TEXTE DE L'EXERCICE:

/---

Au 4, place du Banat, les 6 et 9 décembre 2023, dans le quartier du Blosne, au milieu des tours grises, deux fusillades entre trafiquants marquent durablement les habitants. Elles font la une des journaux, qui se délectent des images de tirs, des silhouettes courant dans la nuit et des gyrophares envahissant la place. Mais derrière les caméras, la police mène l’enquête depuis le mois d’avril. Discrètement. Patientement. En janvier 2024, elle pense frapper un grand coup. Elle compte interpeller une quinzaine de suspects. Mais avant les arrestations prévues au petit matin, les 160 policiers mobilisés sur le parking du Castorama de Saint-Jacques-de-la-Lande ont une désagréable surprise. C’est à cet instant qu’une voiture appartenant à des membres du réseau s’approche délibérément de leur dispositif, comme pour provoquer les forces de l’ordre.
Patatras, l’opération d’envergure tombe à l’eau ! Les enquêteurs sont obligés de lever le camp. Ils vivent alors cet épisode comme une humiliation. « On pensait que ce dossier avait du plomb dans l’aile », a d’ailleurs reconnu le président du tribunal correctionnel de Rennes, ce lundi 6 octobre 2025. Mais c’est sans compter sur la pugnacité des policiers. Les fins limiers poursuivent leur travail de longue haleine. Ils surveillent à nouveau le « commerce de poudre », simplement réorganisé, plus discret, mais toujours actif. Désormais, les trafiquants occupent un appartement situé au septième étage d’une tour. Ce choix est stratégique puisque, comme le dira l’un d’eux, « le temps que la police monte, on a le temps de voir venir ».
Au service des vendeurs, des consommateurs ruinés par leur addiction travaillent pour le réseau sans dormir, parfois « 24 h/24 avec un peu de coke pour tenir », rémunérés en doses d’héroïne. En échange de « dope », une femme fait le ménage, découpe la marchandise et prépare les « bonbonnes ». Pendant deux jours, cinq hommes, originaires de Rennes et de Montreuil-le-Gast, comparaissaient devant le tribunal correctionnel de Rennes dans une atmosphère lourde, marquée par le souvenir de ces fusillades des 6 et 9 décembre 2023.

\---

Données enregistrées
/---

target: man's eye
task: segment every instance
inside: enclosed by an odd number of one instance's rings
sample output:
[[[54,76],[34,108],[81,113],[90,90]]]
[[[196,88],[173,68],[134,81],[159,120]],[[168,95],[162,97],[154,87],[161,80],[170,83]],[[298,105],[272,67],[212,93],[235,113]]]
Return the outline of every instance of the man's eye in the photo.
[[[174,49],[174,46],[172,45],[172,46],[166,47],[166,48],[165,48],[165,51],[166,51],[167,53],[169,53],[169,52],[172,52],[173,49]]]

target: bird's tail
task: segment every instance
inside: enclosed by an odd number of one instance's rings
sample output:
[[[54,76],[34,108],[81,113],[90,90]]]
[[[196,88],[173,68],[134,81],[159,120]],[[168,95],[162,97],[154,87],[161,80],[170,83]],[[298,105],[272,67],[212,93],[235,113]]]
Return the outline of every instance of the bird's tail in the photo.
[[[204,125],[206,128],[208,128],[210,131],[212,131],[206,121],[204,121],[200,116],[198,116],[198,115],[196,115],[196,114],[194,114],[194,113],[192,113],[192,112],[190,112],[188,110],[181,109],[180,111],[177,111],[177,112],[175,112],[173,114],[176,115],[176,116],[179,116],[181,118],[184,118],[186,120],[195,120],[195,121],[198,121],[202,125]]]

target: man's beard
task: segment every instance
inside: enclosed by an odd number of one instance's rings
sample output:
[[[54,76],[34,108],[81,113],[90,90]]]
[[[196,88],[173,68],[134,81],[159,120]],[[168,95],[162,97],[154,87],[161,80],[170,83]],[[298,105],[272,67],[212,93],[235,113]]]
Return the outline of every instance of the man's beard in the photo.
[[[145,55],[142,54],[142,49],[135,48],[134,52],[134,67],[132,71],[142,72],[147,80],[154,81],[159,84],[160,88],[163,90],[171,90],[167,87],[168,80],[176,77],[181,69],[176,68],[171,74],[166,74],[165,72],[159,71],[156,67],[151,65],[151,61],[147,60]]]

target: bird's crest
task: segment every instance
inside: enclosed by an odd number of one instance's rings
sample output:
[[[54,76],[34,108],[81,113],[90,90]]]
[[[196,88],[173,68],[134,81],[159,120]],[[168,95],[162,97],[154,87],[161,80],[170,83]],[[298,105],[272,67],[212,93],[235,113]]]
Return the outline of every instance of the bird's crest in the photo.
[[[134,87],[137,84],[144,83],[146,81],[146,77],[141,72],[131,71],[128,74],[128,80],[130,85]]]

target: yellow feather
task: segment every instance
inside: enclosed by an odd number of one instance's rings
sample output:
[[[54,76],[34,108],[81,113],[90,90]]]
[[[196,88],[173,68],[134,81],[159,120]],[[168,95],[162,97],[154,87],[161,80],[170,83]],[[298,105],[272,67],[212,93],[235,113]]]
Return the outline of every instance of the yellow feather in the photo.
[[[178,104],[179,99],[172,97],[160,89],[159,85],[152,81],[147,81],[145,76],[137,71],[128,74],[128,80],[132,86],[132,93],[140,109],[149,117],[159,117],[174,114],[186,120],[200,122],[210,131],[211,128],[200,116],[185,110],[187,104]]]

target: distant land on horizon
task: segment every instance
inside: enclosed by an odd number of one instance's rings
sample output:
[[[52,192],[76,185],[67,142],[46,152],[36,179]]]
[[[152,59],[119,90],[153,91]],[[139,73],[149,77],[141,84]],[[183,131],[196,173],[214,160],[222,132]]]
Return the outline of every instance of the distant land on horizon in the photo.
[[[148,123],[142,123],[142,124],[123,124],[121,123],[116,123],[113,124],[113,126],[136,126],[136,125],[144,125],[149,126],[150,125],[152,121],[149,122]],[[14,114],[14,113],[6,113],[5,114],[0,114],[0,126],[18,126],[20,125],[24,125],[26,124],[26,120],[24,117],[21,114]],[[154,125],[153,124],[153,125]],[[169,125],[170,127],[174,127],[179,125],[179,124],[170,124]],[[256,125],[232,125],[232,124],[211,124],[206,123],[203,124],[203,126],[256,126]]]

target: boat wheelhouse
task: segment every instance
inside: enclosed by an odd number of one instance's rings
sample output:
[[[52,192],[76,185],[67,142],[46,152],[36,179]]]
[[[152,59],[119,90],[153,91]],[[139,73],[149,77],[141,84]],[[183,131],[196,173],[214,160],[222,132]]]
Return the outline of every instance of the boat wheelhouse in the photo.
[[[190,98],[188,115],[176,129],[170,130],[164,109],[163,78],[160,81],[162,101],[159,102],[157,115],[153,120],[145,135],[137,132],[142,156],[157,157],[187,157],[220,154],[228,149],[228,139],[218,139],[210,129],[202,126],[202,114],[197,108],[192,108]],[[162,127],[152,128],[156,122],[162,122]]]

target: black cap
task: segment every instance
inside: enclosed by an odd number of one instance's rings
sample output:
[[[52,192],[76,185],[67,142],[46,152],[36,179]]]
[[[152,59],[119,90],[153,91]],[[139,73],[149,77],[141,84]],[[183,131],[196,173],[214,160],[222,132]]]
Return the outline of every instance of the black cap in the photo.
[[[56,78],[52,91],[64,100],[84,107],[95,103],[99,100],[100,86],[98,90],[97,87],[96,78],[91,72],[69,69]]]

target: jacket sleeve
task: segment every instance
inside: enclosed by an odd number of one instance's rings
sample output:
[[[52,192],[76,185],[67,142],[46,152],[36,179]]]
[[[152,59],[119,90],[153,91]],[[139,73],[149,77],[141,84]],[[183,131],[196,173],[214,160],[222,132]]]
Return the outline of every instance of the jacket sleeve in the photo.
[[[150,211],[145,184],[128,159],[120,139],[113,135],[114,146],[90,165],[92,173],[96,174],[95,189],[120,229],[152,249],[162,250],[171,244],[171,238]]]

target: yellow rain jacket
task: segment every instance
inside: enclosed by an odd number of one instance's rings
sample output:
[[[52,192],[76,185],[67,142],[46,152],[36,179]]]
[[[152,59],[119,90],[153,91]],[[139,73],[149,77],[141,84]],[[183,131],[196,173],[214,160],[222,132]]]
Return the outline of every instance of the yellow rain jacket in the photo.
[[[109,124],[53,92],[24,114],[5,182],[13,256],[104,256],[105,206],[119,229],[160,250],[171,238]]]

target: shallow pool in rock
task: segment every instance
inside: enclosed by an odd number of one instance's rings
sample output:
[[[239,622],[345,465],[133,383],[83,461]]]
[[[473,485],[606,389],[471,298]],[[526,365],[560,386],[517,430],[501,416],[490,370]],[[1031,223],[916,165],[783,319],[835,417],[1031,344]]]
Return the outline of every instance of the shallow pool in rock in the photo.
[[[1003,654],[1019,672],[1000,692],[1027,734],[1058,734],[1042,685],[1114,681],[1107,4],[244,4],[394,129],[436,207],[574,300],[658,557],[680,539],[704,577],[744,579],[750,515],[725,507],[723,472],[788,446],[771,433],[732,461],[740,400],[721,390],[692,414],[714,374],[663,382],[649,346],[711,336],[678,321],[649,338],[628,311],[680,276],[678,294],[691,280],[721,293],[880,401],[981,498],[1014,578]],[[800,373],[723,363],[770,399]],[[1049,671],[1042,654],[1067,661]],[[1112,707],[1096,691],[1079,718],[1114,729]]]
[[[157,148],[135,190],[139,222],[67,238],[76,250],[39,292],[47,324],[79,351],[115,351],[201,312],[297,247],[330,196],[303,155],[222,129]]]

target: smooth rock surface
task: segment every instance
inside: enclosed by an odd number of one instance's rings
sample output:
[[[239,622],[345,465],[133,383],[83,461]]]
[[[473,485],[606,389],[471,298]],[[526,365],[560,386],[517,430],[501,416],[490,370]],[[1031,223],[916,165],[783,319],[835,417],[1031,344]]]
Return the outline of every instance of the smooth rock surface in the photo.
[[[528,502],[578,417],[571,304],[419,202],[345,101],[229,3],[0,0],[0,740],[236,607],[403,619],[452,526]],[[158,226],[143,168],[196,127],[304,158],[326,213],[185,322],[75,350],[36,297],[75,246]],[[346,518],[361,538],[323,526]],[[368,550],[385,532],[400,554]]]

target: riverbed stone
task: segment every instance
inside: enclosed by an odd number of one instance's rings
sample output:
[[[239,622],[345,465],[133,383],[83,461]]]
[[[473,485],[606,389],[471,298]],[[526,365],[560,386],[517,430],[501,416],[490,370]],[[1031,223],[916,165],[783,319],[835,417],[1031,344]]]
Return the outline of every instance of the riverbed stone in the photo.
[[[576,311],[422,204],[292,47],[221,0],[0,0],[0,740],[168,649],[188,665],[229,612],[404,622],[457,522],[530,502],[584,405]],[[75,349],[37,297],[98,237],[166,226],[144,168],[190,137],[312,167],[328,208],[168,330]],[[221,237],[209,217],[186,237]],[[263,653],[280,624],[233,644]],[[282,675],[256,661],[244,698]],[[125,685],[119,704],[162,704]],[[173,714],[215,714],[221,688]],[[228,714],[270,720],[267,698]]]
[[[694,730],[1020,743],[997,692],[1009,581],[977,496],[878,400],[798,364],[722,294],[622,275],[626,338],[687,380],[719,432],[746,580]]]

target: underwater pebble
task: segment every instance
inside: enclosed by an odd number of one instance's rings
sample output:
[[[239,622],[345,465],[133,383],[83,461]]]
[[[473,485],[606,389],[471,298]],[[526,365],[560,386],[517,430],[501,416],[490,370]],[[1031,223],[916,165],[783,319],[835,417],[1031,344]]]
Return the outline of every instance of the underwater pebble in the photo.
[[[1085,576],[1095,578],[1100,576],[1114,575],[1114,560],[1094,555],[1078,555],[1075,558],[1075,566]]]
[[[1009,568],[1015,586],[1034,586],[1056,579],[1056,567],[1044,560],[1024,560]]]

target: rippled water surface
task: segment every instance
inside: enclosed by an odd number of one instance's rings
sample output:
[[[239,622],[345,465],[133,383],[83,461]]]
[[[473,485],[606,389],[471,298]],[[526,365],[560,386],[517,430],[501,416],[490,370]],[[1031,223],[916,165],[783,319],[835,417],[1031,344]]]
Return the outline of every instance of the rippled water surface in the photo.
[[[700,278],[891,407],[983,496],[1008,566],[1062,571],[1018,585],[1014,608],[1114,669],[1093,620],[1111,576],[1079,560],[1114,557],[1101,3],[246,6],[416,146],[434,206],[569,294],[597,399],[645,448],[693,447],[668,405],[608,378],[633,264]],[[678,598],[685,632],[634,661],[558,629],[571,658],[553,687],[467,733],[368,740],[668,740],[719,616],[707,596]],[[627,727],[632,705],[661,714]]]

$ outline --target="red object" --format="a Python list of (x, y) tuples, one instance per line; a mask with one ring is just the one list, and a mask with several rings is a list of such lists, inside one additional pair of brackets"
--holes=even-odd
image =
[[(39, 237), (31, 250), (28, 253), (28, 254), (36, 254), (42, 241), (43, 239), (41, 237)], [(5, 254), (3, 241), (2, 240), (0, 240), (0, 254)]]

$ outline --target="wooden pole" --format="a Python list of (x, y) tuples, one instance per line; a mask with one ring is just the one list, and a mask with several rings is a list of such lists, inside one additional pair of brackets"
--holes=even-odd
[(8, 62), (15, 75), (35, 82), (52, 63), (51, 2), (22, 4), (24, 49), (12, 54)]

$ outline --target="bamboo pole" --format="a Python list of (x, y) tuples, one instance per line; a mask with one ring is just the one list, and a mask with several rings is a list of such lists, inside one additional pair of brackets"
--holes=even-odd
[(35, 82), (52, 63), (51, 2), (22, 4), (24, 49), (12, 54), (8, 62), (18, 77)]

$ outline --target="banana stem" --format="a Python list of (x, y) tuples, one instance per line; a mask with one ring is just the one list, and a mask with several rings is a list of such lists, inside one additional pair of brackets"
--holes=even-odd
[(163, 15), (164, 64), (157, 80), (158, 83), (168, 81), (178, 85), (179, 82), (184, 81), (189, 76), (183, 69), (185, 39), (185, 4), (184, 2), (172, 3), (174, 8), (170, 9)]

\---

CONSIGNE:
Reprenez le récit sur le trafic de drogue au Blosne à la suite de sa dernière phrase. Le matériel ci-dessus n'est pas nécessaire.

RÉSULTAT DE L'EXERCICE:
Au centre du dispositif, un jeune homme de 27 ans, Adam XXX, surnommé « Doums » est présenté comme le superviseur du trafic. Cet homme qui changeait sans cesse de numéro de téléphone — dix-huit en sept mois — effectuait des allers-retours incessants entre Rennes et plusieurs villes de l’Ouest et de la région parisienne. Après de lui, deux frères, Jimmy et Jonathan XXX, âgés de 39 et 41 ans, bien connus de la justice et installés à Montreuil-le-Gast, servaient eux de « nourrices », hébergeant la drogue et gérant les stocks depuis leur logement.
Après les fusillades, « Doums » s’était volatilisé comme par enchantement. Dans une conversation interceptée, il confiait à sa compagne qu’on lui avait « volé deux trucs » avant d’ajouter, presque fataliste : « Heureusement qu’il n’y a pas eu de mort. » Il sera finalement interpellé plusieurs mois plus tard, en juin 2024, à Dinard, après avoir passé des semaines à se cacher dans des hôtels de la périphérie rennaise.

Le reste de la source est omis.